Pointing dataset records:
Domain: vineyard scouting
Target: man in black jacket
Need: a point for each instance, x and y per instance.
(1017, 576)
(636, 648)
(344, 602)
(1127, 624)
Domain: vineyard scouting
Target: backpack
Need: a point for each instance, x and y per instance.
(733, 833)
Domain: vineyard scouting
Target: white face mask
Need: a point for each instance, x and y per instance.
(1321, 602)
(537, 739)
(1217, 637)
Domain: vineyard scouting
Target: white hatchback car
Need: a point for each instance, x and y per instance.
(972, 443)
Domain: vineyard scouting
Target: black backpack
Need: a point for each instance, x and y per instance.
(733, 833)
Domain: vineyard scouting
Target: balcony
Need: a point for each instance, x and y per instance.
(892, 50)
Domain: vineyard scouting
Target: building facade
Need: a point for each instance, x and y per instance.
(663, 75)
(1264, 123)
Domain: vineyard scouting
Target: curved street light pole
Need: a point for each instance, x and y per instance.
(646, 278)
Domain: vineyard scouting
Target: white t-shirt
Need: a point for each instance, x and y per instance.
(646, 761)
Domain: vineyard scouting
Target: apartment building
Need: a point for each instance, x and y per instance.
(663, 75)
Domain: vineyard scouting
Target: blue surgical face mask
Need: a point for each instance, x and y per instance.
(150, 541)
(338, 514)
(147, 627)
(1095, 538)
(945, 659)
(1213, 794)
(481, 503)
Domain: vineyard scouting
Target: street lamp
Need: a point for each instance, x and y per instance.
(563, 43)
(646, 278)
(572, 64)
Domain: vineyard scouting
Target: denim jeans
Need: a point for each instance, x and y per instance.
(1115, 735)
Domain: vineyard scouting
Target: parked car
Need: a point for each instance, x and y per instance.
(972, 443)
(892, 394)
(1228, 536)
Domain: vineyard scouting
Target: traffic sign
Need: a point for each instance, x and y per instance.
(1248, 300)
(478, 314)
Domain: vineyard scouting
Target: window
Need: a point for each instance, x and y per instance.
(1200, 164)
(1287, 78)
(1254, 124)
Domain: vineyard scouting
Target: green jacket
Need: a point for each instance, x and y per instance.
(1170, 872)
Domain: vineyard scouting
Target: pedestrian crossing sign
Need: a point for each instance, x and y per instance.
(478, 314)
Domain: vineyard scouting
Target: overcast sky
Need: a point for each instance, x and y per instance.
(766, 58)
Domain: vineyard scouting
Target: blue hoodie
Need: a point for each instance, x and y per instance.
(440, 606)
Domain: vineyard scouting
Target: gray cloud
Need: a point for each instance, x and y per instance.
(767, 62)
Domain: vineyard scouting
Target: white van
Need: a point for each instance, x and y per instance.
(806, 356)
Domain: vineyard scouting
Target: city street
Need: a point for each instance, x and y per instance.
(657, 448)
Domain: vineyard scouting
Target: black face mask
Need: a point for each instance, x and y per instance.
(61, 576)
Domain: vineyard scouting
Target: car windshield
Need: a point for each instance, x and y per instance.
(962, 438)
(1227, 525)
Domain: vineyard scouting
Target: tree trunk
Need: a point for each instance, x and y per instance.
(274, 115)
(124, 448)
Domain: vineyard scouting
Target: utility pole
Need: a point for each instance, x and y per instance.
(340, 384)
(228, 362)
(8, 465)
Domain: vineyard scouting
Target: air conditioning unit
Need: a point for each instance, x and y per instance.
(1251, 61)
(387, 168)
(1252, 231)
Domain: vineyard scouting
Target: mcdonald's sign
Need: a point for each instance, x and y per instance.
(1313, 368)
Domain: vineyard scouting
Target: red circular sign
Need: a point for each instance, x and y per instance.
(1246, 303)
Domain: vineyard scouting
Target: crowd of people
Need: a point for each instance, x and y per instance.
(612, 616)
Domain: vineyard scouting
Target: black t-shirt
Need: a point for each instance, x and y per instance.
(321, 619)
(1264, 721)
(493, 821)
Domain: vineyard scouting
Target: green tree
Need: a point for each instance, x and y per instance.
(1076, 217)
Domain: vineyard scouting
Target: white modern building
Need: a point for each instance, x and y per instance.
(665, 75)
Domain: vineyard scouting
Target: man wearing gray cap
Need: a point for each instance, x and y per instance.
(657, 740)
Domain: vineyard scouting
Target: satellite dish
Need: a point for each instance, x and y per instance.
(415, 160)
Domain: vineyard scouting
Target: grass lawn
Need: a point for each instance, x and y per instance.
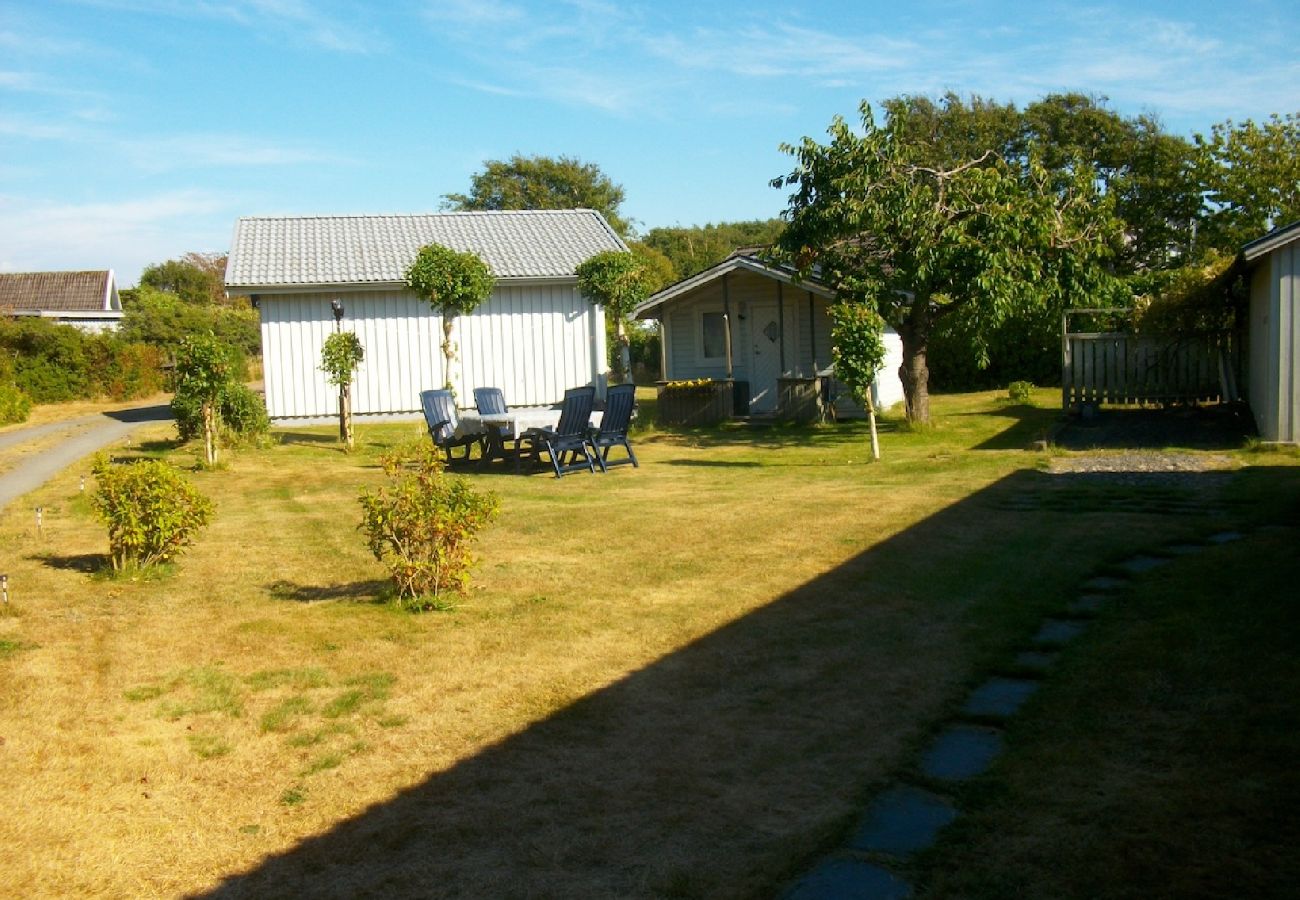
(676, 680)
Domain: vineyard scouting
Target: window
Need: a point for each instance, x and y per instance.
(713, 334)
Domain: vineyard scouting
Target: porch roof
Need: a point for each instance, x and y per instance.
(737, 262)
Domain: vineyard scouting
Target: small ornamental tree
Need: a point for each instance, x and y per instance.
(420, 526)
(453, 284)
(618, 282)
(858, 353)
(204, 368)
(339, 358)
(151, 510)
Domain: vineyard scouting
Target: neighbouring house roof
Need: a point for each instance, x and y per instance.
(1278, 237)
(304, 251)
(59, 291)
(742, 260)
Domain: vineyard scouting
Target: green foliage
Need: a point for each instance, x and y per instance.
(151, 510)
(14, 405)
(858, 347)
(614, 280)
(1252, 174)
(420, 526)
(1019, 392)
(196, 278)
(341, 354)
(919, 242)
(51, 362)
(164, 320)
(692, 250)
(204, 372)
(544, 182)
(451, 282)
(1194, 302)
(241, 415)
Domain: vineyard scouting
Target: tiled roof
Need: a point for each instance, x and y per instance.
(356, 250)
(64, 291)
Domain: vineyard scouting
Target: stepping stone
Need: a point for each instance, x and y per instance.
(1058, 631)
(1036, 660)
(961, 752)
(901, 821)
(1105, 583)
(1000, 697)
(1087, 604)
(1139, 565)
(849, 879)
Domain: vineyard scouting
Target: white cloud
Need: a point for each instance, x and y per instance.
(125, 236)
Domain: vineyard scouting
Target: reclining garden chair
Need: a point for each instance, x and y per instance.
(490, 401)
(619, 403)
(568, 438)
(440, 414)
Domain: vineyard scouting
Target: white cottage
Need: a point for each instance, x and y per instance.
(533, 337)
(1273, 338)
(749, 320)
(85, 299)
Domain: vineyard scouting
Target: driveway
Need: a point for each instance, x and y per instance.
(83, 436)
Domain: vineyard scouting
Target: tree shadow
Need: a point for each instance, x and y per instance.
(723, 767)
(1217, 427)
(90, 563)
(160, 412)
(369, 591)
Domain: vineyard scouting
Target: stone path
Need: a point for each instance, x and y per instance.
(85, 435)
(906, 817)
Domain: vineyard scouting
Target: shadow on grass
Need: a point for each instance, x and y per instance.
(90, 563)
(726, 766)
(1217, 427)
(371, 591)
(160, 412)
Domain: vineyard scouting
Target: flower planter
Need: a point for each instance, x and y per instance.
(697, 403)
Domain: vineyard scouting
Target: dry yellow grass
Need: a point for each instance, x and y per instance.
(670, 680)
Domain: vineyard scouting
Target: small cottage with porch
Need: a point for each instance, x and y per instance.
(1273, 333)
(748, 320)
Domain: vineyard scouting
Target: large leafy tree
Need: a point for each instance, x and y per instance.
(618, 282)
(544, 182)
(1252, 178)
(453, 284)
(919, 242)
(194, 277)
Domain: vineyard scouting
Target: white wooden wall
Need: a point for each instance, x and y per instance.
(1274, 345)
(532, 341)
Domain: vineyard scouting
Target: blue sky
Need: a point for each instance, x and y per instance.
(134, 130)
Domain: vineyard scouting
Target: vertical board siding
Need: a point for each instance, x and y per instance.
(531, 341)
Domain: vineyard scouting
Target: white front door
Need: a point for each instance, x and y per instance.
(765, 367)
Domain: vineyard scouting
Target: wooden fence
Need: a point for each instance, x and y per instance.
(1123, 368)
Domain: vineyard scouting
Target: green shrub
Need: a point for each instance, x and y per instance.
(1019, 392)
(421, 524)
(243, 415)
(151, 510)
(14, 405)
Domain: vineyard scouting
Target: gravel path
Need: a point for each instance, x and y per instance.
(85, 436)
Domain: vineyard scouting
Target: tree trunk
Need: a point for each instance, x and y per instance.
(449, 349)
(624, 351)
(345, 415)
(913, 372)
(209, 435)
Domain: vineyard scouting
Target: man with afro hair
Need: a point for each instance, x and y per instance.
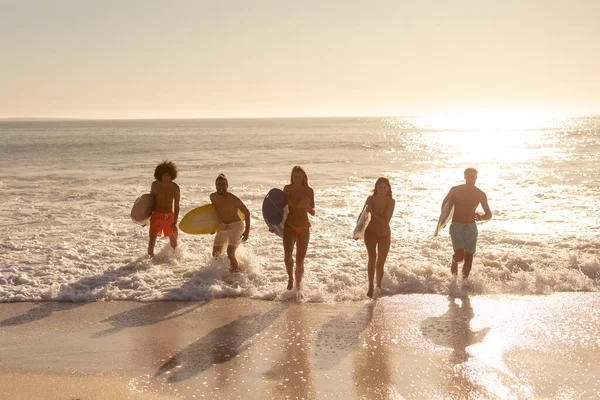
(166, 205)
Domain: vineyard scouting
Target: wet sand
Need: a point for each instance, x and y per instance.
(402, 346)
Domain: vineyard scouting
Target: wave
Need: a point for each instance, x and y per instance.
(184, 275)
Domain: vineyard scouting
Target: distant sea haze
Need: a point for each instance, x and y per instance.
(67, 188)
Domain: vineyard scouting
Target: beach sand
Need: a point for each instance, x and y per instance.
(411, 346)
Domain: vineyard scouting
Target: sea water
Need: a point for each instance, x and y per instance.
(67, 187)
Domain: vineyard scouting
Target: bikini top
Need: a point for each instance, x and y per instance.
(387, 203)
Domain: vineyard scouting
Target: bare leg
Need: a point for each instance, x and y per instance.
(371, 244)
(382, 251)
(151, 242)
(289, 240)
(459, 255)
(468, 264)
(231, 254)
(173, 241)
(301, 247)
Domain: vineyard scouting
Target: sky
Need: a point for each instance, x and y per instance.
(279, 58)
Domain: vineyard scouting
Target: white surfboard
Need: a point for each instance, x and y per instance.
(445, 217)
(361, 225)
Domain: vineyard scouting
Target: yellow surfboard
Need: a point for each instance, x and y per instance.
(202, 220)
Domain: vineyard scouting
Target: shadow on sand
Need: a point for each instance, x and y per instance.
(219, 346)
(453, 329)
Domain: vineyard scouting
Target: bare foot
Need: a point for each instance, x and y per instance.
(370, 292)
(454, 267)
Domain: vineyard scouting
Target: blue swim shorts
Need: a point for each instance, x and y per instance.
(464, 236)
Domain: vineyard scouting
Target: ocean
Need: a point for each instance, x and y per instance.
(67, 187)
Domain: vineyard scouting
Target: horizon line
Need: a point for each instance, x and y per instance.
(32, 119)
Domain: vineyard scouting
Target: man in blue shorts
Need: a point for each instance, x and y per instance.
(463, 229)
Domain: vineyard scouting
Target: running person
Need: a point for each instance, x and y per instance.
(463, 230)
(166, 205)
(231, 229)
(381, 205)
(296, 232)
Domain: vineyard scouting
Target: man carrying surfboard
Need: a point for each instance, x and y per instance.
(231, 229)
(463, 230)
(166, 205)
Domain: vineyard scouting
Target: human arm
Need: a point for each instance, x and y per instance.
(486, 208)
(242, 207)
(447, 198)
(176, 198)
(311, 203)
(365, 207)
(387, 213)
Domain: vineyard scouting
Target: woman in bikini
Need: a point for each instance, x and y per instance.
(301, 202)
(378, 234)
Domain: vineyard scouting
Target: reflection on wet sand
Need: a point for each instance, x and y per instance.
(453, 330)
(219, 346)
(291, 373)
(372, 372)
(339, 336)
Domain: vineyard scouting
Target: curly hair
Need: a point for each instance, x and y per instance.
(386, 181)
(221, 177)
(304, 175)
(165, 167)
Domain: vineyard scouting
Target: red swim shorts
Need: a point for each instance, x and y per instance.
(162, 223)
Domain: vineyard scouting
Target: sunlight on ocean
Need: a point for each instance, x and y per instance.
(68, 186)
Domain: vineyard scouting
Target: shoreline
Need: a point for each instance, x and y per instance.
(414, 345)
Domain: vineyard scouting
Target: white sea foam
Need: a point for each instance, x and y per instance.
(65, 232)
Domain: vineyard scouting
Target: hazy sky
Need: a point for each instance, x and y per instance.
(172, 59)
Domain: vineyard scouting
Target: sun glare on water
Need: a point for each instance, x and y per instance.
(489, 138)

What needs to be done: Count the lines in the data above that contain the word "mask". Reply with the number only.

Complete output: 3